EXERCISE OBJECTIVE:
Could you reproduce the listing below word for word, leaving out the pictures?

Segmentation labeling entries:
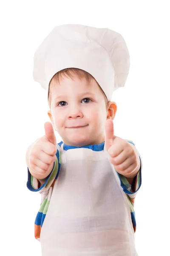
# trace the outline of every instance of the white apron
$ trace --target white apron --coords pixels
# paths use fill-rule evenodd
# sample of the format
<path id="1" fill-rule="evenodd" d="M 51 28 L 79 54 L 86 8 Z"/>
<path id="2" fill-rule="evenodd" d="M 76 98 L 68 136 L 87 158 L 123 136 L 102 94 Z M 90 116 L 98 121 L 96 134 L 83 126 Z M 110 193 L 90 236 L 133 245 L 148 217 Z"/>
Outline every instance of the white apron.
<path id="1" fill-rule="evenodd" d="M 137 256 L 129 206 L 105 147 L 61 148 L 41 230 L 42 256 Z"/>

ANSWER TO THIS TASK:
# trace the outline of every instance of the white apron
$ trace --target white apron --coords pixels
# paths use fill-rule evenodd
# sample of the format
<path id="1" fill-rule="evenodd" d="M 51 28 L 79 54 L 86 8 Z"/>
<path id="2" fill-rule="evenodd" d="M 76 98 L 68 136 L 87 158 L 123 136 L 102 94 Z M 90 116 L 98 121 L 96 134 L 83 126 Z M 110 193 L 90 236 L 133 245 L 148 217 Z"/>
Outline every instance of the white apron.
<path id="1" fill-rule="evenodd" d="M 137 256 L 129 206 L 105 147 L 61 148 L 41 230 L 42 256 Z"/>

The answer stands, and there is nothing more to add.